● Given request
In the source data that follows, how many lines contain the string "below" with matching case? Reply with only the number.

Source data
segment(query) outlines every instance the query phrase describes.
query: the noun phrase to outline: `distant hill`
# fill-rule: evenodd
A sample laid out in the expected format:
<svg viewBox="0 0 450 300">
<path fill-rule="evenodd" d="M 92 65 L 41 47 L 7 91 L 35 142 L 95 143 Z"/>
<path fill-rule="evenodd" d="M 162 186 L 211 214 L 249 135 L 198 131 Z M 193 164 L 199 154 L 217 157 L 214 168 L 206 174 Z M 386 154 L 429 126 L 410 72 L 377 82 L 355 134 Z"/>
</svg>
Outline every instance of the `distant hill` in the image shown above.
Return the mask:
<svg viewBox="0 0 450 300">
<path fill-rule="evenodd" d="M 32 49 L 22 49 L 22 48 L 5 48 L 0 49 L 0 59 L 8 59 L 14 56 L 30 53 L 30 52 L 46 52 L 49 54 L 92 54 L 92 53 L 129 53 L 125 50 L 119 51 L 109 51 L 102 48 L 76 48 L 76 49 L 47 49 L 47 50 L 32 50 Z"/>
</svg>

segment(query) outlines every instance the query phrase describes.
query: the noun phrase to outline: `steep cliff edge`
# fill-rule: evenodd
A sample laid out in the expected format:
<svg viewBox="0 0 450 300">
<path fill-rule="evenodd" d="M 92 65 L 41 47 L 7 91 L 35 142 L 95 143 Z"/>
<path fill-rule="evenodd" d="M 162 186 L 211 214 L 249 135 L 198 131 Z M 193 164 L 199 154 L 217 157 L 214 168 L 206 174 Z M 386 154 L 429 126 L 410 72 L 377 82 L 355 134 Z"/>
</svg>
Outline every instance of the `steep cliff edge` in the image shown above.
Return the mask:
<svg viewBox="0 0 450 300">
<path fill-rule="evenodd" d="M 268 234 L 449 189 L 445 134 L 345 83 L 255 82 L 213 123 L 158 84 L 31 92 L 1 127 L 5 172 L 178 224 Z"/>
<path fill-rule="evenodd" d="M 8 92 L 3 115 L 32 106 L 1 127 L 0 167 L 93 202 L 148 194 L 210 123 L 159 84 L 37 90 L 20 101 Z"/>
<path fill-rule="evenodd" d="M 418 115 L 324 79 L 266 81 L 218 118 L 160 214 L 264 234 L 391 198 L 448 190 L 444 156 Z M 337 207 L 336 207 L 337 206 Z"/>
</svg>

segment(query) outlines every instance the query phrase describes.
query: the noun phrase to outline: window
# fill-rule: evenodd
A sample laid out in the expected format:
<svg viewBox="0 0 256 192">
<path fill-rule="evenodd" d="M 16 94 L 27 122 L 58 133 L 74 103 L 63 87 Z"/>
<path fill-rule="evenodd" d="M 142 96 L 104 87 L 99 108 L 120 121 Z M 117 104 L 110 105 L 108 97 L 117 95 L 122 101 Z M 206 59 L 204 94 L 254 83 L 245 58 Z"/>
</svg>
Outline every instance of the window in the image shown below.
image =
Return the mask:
--
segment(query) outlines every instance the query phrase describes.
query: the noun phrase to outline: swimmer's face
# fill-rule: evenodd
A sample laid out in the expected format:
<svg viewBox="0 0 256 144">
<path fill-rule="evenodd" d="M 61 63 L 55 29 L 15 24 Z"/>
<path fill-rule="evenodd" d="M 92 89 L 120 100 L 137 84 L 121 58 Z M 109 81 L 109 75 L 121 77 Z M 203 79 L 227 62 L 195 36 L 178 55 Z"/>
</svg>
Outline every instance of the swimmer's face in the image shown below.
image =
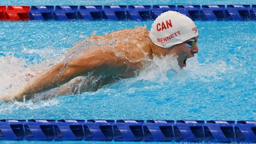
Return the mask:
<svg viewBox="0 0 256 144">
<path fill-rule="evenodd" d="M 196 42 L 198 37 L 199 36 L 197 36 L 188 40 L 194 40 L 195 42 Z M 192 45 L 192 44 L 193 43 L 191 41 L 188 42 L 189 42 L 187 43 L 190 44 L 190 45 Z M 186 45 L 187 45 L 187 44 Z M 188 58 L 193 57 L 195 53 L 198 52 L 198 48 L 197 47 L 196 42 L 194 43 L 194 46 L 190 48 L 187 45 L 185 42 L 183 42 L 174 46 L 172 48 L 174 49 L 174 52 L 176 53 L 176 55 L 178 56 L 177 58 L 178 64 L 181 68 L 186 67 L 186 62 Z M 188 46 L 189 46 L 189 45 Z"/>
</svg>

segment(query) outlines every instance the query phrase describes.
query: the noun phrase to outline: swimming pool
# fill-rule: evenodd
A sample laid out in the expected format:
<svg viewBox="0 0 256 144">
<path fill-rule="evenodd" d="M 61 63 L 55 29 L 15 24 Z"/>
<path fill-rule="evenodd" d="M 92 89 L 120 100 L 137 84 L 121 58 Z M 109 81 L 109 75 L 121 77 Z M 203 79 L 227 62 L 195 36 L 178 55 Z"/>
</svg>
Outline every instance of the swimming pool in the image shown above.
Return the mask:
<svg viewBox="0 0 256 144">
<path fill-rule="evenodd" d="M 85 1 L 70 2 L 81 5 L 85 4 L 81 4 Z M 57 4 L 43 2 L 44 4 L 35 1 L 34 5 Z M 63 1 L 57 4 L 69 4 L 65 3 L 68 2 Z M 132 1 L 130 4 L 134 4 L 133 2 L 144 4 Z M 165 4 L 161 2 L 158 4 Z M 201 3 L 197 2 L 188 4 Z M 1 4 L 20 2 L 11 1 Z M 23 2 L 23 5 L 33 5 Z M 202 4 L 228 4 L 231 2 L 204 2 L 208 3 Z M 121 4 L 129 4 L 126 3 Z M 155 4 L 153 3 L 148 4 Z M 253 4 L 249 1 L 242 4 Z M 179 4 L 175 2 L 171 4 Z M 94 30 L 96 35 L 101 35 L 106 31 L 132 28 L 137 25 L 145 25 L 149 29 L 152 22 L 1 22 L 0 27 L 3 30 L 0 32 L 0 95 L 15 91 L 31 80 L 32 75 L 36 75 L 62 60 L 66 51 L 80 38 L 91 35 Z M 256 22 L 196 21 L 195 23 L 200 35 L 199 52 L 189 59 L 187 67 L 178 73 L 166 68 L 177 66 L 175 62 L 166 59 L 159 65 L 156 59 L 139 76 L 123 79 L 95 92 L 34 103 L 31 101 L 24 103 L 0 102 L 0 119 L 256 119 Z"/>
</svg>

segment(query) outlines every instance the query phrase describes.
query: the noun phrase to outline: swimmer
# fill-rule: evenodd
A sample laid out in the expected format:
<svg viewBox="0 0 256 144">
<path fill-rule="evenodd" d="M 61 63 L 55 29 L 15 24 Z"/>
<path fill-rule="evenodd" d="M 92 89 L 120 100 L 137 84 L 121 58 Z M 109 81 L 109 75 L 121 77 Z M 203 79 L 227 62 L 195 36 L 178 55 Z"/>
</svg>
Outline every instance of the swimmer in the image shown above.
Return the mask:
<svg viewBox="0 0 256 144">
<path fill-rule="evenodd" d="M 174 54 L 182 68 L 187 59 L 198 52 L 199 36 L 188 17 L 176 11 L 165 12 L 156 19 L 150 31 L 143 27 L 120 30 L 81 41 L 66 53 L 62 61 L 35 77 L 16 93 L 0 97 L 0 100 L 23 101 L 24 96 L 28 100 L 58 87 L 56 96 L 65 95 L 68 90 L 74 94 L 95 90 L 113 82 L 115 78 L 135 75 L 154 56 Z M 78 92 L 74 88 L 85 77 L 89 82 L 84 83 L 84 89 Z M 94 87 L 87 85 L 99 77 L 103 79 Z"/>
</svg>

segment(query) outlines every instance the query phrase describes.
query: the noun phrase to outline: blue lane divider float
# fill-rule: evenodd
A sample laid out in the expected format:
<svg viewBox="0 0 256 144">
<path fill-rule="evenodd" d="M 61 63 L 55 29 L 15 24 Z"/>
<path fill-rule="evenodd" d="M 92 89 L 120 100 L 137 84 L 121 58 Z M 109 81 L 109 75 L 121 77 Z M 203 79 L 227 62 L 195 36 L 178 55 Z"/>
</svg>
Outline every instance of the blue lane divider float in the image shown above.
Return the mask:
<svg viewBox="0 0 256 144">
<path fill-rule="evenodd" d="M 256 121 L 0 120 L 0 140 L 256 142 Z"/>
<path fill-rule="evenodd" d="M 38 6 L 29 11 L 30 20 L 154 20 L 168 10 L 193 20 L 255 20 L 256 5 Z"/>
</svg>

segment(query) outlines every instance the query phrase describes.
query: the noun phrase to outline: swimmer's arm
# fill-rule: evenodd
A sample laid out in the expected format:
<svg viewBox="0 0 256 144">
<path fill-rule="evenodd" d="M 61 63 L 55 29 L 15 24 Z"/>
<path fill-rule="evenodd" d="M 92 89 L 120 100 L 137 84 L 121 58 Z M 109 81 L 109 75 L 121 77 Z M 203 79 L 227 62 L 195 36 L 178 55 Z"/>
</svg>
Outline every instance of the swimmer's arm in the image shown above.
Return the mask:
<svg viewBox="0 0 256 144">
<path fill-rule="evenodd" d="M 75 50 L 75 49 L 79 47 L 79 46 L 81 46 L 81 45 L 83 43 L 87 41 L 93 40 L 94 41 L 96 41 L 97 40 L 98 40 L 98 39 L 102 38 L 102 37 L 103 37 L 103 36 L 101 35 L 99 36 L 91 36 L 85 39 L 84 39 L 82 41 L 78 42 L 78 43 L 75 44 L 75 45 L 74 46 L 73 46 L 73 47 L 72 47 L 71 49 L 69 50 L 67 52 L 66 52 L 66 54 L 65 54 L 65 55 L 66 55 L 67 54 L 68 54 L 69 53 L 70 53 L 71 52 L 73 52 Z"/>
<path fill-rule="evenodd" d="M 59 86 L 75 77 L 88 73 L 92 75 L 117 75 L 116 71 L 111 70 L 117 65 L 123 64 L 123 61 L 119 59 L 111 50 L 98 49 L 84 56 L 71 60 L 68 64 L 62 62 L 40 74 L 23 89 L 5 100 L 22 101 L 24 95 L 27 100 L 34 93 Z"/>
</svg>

● Reply
2